Textauszug:
* * *

Diese Faktoren bildeten quasi die Wurzeln für die Subprime-Krise, die später in einer globalen Finanzmarktkrise ausartete. Als die kurzfristigen Zinsen in den USA zwischen 2004 und 2006 um mehr als vier Prozentpunkte deutlich anstiegen (vgl. Abbildung 1) und sich die US-Immobilienpreise ab 2006 stagnierten bzw. fielen, kamen die Schwachstellen im Verbriefungssystem zum Vorschein. Als Folge konnten die einkommensschwachen Kreditnehmer, aufgrund des fehlenden Eigenkapitals, ihren stark gestiegenen Schuldendienst nicht mehr bezahlen und mussten ihr Haus aufgeben. Die Zahlungsverzugsraten sowie Zwangsversteigerungen, vor allem bei den Subprime-Krediten mit variablen Zinsen, erhöhten sich kräftig, bis die Blase am Immobilienmarkt platzte.[8]
Folglich verloren die Wertpapiere, die diese Subprime-Kredite verbrieften, stark an Wert oder wurden ganz wertlos, wodurch ein sehr hoher Abschreibungsbedarf entstand. Damit gerieten auch ausländische Banken und andere Unternehmen, die solche Wertpapiere in ihren Portfolios hatten, stark unter Druck.[9] Die bis dahin auf den US-Hypothekenmarkt begrenzten Turbulenzen griffen auf die weltweiten Kreditmärkte über und erreichten so eine völlig neue Dimension, die globale Finanzmarktkrise.
2.2 Einflussfaktoren der Krise auf dem Finanzmarkt
2.2.1 Fehlende Transparenz komplexer Finanzinnovationen
Die Ausbreitung der ursprünglich in den Vereinigten Staaten begründeten Turbulenzen auf die ganze Welt wurde durch eine Reihe von Faktoren begünstigt, die nachfolgend näher erläutert werden sollen.

* * *

Aufgabenstellung: Schreibe den Textauszug zur Finanzmarktkrise zwischen „2.2 Einflussfaktoren der“ und „erläutert werden sollen.“, beide einschließlich, erneut ab und ersetze darin „Turbulenzen“ durch „Verwerfungen“.

Gezeigtes Material:
* * *

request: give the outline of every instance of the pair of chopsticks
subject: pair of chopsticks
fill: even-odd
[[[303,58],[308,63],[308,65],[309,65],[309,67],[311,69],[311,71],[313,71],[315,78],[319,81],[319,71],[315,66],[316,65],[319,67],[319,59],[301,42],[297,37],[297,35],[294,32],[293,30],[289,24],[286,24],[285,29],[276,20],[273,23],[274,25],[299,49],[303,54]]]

* * *

Die Lösung:
2.2 Einflussfaktoren der Krise auf dem Finanzmarkt
2.2.1 Fehlende Transparenz komplexer Finanzinnovationen
Die Ausbreitung der ursprünglich in den Vereinigten Staaten begründeten Verwerfungen auf die ganze Welt wurde durch eine Reihe von Faktoren begünstigt, die nachfolgend näher erläutert werden sollen.